[Stored items]

■ ■ ■

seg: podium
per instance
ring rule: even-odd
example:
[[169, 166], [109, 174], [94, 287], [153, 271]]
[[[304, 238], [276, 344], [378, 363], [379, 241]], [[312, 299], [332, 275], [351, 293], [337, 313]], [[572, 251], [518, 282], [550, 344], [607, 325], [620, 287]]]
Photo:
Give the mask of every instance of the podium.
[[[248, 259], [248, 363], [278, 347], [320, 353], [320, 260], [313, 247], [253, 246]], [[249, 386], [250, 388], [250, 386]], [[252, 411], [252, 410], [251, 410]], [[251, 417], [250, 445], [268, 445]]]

■ ■ ■

Task details —
The entries need to be set down again in full, with no word changed.

Exercise result —
seg: podium
per instance
ring rule: even-odd
example:
[[169, 166], [109, 174], [94, 287], [153, 271]]
[[[304, 238], [276, 344], [378, 363], [379, 241]], [[312, 299], [332, 275], [351, 293], [337, 313]], [[572, 251], [518, 282], [550, 344], [607, 325], [620, 287]]]
Photo:
Give the mask of every instance of the podium.
[[[248, 259], [248, 363], [278, 347], [320, 353], [320, 260], [313, 247], [253, 246]], [[249, 386], [250, 388], [250, 386]], [[252, 411], [252, 410], [251, 410]], [[251, 417], [250, 445], [268, 445]]]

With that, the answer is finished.